▶ [Stated problem] Can you return the text on the Opioid Detection Challenge word for word, in full?

▶ [Selection]

::::::::::

There has been ongoing debate about how to stop the opioid crisis in the United States. To stem the flow of illegal drugs through the mail, DHS Science and Technology Directorate, in collaboration with CBP, the Office of National Drug Control Policy, and the U.S. Postal Inspection Service, has launched the Opioid Detection Challenge, a $1.55-million challenge to find new solutions to detect opioids.
The challenge calls upon innovators in many fields (including forensic science, industrial quality assurance, and artificial intelligence) “to submit novel plans for rapid, nonintrusive detection tools that will find illicit opioids in international mail” without disrupting mail flow. Plans must be submitted by April 24, 2019.
The solutions will have to be highly innovative as they must meet the following requirements:
- Solutions cannot physically penetrate the parcels;
- Solutions cannot involve pretreating parcels;
- Solutions cannot rely on external data such as information about the sender or recipient that cannot be gleaned directly from the parcel;
- Solutions must be moderate in size; and
- Solutions must be able to process parcels up to 27” x 17” x 17”.

::::::::::

▶ [Provided data]
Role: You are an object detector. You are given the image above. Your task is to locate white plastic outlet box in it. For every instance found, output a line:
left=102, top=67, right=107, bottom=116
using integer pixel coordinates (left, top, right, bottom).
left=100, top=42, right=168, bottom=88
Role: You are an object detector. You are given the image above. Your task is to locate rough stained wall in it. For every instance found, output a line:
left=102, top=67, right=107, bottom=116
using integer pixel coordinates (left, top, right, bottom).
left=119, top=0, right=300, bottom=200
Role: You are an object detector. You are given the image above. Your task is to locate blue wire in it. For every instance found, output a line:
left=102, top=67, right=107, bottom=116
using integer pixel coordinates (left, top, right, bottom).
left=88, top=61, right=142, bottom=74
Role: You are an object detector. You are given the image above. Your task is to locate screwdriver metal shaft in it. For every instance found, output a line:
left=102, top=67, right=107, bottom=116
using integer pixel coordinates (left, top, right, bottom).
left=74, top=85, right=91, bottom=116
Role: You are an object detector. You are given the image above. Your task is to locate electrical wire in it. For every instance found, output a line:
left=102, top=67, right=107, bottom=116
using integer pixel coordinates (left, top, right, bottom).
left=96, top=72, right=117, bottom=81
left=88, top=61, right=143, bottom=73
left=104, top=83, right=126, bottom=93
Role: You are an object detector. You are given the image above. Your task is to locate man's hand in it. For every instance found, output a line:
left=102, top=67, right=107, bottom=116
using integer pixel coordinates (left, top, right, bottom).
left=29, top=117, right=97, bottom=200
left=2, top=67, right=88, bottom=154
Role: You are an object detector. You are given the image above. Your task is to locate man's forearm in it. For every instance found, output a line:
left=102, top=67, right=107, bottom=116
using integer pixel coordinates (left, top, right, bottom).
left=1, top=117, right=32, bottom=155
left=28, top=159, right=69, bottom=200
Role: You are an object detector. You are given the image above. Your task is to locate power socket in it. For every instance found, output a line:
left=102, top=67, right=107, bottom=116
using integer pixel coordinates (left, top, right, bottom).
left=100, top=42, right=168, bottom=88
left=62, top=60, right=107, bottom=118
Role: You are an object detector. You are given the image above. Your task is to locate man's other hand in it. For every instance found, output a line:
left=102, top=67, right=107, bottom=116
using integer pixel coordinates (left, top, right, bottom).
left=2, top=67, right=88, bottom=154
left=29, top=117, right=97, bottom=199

::::::::::

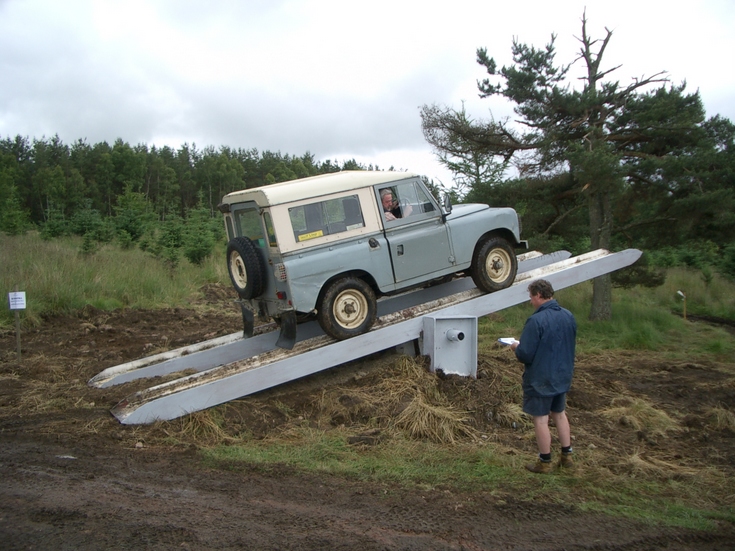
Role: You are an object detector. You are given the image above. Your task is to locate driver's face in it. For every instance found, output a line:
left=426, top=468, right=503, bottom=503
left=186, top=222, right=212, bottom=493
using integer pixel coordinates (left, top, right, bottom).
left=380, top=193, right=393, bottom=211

::::::::::

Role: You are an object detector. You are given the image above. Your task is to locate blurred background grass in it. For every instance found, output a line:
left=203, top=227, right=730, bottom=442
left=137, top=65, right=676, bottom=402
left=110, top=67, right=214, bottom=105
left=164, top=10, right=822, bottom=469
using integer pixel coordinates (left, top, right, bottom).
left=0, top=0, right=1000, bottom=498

::::::::::

▶ [Complete response]
There has been ongoing debate about how to stop the opioid crisis in the United States. To stem the flow of illegal drugs through the mail, DHS Science and Technology Directorate, in collaboration with CBP, the Office of National Drug Control Policy, and the U.S. Postal Inspection Service, has launched the Opioid Detection Challenge, a $1.55-million challenge to find new solutions to detect opioids.
The challenge calls upon innovators in many fields (including forensic science, industrial quality assurance, and artificial intelligence) “to submit novel plans for rapid, nonintrusive detection tools that will find illicit opioids in international mail” without disrupting mail flow. Plans must be submitted by April 24, 2019.
The solutions will have to be highly innovative as they must meet the following requirements:
- Solutions cannot physically penetrate the parcels;
- Solutions cannot involve pretreating parcels;
- Solutions cannot rely on external data such as information about the sender or recipient that cannot be gleaned directly from the parcel;
- Solutions must be moderate in size; and
- Solutions must be able to process parcels up to 27” x 17” x 17”.